§ **Problem**
Give the items from the line containing "Would you be able to point to the airport light" through the line containing "column 171, row 425", both included, as a JSON list of strings with one string per line and blank lines omitted.

§ **Input rows**

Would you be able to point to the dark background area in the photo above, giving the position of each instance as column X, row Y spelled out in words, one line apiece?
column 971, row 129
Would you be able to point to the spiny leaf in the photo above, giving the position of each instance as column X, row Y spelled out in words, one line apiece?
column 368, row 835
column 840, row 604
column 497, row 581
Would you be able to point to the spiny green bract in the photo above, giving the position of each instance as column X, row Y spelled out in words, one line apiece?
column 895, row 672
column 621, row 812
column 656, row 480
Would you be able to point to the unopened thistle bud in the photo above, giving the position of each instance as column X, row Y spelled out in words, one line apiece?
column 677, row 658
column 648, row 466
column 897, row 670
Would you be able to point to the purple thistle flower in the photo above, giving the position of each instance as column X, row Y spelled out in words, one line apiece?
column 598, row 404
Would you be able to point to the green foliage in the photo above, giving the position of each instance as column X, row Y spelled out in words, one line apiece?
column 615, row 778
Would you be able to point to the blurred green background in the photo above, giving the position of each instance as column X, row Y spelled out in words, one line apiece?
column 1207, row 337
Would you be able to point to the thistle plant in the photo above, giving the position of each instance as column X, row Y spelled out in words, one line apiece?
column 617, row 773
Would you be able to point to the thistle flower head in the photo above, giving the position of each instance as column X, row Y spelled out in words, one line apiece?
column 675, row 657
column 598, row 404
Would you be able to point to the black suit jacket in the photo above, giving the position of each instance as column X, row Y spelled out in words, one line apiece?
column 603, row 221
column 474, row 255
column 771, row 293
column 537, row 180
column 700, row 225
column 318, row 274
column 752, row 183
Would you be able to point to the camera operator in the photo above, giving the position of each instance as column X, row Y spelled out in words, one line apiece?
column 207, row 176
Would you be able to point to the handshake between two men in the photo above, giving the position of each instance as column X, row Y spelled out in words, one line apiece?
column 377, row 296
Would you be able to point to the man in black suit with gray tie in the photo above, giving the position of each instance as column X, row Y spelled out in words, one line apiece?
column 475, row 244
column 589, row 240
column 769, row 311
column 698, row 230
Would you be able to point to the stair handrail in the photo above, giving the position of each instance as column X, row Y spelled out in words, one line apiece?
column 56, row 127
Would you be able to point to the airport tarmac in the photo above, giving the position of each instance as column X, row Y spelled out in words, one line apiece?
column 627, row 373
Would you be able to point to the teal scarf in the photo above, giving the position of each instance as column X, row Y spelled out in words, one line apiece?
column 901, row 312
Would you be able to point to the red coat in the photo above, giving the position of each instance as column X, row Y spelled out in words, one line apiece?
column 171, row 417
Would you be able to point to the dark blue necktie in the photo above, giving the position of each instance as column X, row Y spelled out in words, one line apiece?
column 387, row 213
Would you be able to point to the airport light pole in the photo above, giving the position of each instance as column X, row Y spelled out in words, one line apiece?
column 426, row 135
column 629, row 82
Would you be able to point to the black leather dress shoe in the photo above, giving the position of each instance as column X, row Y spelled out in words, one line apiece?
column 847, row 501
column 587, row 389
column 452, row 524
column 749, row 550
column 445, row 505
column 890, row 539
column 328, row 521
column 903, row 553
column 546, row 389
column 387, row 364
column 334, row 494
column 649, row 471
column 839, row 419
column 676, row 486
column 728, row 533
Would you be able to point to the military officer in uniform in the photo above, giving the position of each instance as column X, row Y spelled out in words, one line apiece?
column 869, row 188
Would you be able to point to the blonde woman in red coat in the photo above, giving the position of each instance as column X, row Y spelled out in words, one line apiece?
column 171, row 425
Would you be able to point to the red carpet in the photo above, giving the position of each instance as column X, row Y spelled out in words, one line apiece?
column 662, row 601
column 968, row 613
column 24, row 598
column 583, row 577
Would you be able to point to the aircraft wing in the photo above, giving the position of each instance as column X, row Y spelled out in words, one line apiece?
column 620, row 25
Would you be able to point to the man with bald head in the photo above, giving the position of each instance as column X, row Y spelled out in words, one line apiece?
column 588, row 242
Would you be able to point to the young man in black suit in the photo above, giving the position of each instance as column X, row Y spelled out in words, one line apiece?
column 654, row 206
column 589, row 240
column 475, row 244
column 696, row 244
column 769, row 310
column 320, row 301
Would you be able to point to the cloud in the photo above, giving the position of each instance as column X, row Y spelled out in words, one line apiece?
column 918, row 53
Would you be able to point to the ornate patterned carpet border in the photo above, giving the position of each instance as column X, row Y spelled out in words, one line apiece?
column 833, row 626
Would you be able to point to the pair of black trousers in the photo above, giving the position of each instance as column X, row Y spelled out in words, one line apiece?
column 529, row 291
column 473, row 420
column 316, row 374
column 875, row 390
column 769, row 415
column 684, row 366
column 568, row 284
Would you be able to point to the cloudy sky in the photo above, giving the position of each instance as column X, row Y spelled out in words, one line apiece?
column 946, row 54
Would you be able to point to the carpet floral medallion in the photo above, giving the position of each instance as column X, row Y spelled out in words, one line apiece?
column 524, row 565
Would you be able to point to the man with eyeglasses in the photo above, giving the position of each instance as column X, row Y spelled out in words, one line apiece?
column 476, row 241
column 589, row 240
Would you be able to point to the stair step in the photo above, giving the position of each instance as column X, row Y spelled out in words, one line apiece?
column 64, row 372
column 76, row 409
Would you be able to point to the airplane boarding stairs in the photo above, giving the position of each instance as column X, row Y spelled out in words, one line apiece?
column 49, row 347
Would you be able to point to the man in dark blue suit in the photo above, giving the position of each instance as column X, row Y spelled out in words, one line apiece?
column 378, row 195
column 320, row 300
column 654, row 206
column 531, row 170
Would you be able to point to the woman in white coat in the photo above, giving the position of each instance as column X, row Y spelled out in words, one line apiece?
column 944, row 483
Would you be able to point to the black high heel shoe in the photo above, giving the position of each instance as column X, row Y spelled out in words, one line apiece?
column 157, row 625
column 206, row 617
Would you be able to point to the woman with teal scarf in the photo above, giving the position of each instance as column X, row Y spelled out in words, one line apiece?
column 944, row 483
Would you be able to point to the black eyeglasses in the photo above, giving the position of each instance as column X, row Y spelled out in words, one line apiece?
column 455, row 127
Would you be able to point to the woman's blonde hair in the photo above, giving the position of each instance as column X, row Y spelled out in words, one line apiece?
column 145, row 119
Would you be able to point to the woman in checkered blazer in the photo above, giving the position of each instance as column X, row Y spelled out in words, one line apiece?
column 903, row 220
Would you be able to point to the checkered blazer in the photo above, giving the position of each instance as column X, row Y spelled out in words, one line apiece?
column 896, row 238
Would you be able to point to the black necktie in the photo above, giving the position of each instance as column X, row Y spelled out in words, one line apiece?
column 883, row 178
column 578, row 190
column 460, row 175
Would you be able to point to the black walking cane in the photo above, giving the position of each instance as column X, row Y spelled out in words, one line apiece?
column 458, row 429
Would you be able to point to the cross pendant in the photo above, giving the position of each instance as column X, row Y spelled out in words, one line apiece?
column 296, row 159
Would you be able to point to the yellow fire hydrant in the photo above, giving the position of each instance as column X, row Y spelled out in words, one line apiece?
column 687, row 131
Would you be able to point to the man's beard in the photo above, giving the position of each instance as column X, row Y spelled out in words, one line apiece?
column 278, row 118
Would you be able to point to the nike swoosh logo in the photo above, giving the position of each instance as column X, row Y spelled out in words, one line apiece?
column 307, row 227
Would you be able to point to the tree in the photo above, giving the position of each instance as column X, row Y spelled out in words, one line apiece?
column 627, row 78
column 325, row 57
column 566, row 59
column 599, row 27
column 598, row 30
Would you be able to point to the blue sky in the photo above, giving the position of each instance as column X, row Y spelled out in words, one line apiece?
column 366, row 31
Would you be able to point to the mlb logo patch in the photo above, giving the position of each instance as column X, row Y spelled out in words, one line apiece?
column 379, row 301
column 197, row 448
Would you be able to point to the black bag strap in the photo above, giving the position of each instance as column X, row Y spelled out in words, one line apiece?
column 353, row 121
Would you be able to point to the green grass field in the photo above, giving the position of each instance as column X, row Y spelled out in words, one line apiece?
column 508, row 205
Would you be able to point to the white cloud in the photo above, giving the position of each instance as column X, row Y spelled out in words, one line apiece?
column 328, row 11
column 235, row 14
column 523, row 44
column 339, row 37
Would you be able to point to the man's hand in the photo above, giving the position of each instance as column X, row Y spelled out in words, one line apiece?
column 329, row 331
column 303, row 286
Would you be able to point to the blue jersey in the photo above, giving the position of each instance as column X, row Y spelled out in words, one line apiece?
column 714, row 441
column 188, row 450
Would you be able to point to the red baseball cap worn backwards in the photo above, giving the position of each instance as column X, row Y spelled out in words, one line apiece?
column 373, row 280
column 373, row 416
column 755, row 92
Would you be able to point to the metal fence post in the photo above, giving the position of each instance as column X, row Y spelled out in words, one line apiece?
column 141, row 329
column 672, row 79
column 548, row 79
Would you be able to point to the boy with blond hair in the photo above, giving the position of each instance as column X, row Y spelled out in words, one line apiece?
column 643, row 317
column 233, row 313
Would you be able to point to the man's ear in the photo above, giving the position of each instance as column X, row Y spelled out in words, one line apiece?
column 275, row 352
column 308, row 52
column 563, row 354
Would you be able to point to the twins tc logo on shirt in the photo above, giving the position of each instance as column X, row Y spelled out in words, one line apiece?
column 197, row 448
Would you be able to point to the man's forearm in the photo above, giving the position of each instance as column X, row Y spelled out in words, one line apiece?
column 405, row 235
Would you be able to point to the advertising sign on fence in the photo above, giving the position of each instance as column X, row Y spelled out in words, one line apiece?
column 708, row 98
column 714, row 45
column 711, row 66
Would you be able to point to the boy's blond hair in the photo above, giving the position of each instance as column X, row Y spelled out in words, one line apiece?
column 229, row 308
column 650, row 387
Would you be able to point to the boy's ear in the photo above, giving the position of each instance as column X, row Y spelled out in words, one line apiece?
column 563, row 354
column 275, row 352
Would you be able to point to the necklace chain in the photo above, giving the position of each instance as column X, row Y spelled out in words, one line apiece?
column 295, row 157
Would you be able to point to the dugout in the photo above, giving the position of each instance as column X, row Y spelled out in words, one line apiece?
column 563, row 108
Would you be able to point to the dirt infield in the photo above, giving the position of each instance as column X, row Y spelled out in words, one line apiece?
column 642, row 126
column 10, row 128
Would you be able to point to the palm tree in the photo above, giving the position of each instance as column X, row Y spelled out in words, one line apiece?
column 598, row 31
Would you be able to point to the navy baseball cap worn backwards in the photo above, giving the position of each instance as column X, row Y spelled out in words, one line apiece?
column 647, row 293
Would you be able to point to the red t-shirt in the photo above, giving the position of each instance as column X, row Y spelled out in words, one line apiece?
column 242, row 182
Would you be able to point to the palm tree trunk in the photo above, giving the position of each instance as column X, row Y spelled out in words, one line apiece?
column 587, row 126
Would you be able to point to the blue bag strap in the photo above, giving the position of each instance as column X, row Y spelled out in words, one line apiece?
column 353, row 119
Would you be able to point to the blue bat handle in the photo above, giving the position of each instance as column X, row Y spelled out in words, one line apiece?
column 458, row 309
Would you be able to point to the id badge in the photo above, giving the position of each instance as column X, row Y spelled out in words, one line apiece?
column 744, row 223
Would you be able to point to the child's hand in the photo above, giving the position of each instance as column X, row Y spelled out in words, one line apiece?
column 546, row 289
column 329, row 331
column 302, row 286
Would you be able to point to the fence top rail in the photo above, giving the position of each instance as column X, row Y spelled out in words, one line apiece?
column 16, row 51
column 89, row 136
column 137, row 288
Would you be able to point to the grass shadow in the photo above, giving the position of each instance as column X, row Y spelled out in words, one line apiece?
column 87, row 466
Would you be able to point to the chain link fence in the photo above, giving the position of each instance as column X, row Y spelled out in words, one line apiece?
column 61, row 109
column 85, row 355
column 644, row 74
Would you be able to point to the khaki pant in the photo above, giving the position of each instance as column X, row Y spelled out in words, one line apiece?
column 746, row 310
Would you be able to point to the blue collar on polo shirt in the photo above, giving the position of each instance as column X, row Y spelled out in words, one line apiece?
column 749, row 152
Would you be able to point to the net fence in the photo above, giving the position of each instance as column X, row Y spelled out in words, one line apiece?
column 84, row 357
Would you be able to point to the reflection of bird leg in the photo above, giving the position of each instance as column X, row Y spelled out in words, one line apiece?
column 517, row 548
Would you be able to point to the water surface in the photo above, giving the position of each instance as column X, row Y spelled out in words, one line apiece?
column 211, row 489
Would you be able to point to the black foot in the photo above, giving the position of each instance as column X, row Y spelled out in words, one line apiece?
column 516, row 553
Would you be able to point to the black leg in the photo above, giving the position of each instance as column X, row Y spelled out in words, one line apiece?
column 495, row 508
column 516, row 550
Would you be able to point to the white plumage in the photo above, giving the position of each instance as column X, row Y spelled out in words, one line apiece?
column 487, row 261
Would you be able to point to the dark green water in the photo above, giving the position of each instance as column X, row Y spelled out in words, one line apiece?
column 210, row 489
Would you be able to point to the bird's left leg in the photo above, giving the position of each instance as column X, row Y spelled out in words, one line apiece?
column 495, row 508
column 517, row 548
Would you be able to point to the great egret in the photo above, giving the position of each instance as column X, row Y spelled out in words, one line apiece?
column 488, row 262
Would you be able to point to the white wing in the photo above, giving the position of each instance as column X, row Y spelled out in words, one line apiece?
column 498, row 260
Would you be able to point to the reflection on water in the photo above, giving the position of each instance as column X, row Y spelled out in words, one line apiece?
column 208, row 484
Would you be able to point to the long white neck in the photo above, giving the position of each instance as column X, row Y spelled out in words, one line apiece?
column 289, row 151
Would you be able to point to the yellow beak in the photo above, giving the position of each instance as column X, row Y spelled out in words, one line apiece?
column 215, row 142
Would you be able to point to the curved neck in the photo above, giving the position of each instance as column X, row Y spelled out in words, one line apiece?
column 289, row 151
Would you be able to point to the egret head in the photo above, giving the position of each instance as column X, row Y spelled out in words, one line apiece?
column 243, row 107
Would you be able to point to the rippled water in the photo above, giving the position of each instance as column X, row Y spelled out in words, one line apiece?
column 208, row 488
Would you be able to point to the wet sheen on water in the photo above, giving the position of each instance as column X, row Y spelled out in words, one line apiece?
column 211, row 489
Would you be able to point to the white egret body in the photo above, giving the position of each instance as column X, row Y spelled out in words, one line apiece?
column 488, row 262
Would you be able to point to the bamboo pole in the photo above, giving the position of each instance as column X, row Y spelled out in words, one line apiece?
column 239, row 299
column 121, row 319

§ **Solution to this problem**
[
  "Would you be able to point to the airport light pole in the photo above, giving the position of each instance as column X, row Y spelled out in words, one line apiece?",
  "column 426, row 135",
  "column 629, row 82",
  "Would you be able to point to the black leather dress shoe in the photo above, giving the position of each instance as column X, row Y spelled out in words, one line apiece?",
  "column 847, row 501",
  "column 587, row 389",
  "column 452, row 524",
  "column 749, row 550",
  "column 445, row 505",
  "column 890, row 539",
  "column 328, row 521",
  "column 903, row 553",
  "column 546, row 389",
  "column 387, row 364",
  "column 334, row 494",
  "column 649, row 471",
  "column 839, row 419",
  "column 676, row 486",
  "column 728, row 533",
  "Would you be able to point to the military officer in uniform in the photo above, giving the position of each instance as column X, row Y spelled out in words, one line apiece?",
  "column 869, row 188",
  "Would you be able to point to the blonde woman in red coat in the photo above, giving the position of each instance as column X, row Y spelled out in words, one line apiece?",
  "column 171, row 425"
]